*WHAT IS REQUIRED*. In every one of the rows below, swap "pin" for "mark" and reproduce the lines with nothing else changed. Leave the pictures out of your answer.
******
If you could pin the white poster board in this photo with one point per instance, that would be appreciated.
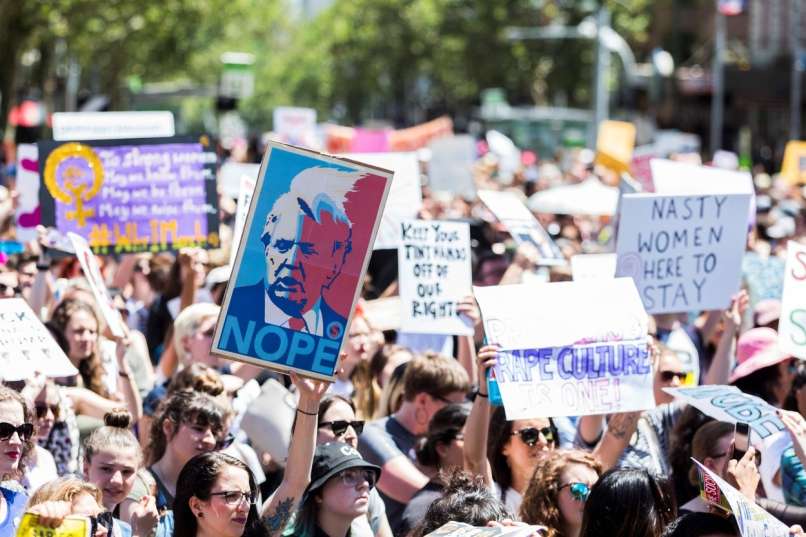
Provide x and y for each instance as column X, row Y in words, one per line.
column 434, row 273
column 26, row 346
column 405, row 198
column 93, row 274
column 295, row 125
column 729, row 404
column 566, row 349
column 752, row 520
column 450, row 168
column 593, row 266
column 522, row 224
column 684, row 252
column 792, row 325
column 241, row 211
column 71, row 126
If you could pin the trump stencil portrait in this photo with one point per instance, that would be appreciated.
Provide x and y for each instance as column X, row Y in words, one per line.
column 301, row 261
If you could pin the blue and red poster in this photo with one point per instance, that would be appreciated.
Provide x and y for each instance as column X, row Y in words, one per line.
column 301, row 261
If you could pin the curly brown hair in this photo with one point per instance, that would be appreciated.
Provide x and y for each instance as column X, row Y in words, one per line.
******
*OUTPUT OF THE EXERCISE*.
If you could mark the white poster board in this photo with one point per instance, that would be appreciated.
Provide x and y for each instance as column X, row Y in words, one per line.
column 434, row 273
column 26, row 346
column 405, row 198
column 93, row 274
column 295, row 125
column 729, row 404
column 566, row 349
column 752, row 520
column 450, row 168
column 593, row 266
column 522, row 224
column 684, row 252
column 792, row 325
column 241, row 211
column 71, row 126
If you could mark the trump stencil portrait in this photo with one point per instance, that would be appreciated.
Provide x and y for each instance as column X, row Y in words, one per line.
column 301, row 261
If you could mark the blue and red poster in this photo with one point per instance, that would be appreciated.
Provide x and y for each instance as column X, row Y in words, one per line.
column 301, row 261
If you could mark the curly brown hair in this photo with one point per instance, that would be appreciated.
Provide x and y for each instance as column X, row Y in words, one per line.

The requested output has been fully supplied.